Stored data
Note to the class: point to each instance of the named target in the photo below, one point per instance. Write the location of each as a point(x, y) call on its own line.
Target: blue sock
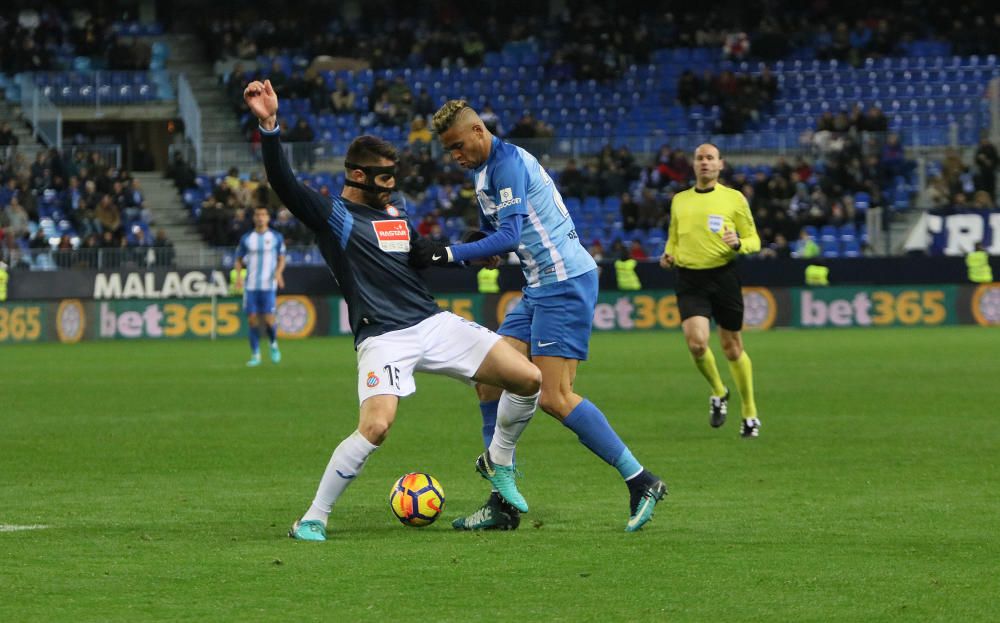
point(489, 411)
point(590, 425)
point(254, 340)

---

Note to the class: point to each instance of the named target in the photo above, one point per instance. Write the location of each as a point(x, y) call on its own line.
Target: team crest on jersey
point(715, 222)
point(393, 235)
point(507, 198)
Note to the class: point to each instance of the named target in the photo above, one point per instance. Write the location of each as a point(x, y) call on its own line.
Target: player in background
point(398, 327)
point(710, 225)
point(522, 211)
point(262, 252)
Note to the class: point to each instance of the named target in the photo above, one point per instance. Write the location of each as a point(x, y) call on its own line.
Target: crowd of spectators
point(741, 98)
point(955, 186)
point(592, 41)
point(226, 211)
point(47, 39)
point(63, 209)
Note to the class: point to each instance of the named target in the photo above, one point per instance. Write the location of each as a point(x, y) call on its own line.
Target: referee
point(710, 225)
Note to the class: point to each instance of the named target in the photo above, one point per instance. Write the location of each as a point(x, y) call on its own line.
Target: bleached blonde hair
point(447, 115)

To be done: Retype the lines word for word, starting at the line that contains "photo below, one" and ending at the line that contains "point(254, 340)", with both of those lines included. Leave any pictures out of your copy.

Solution below:
Note to the class: point to each instance of the named target in the photo below, one point per instance. Write the location of each as a point(x, y) call on its own line.
Target: blue sock
point(489, 411)
point(590, 425)
point(254, 340)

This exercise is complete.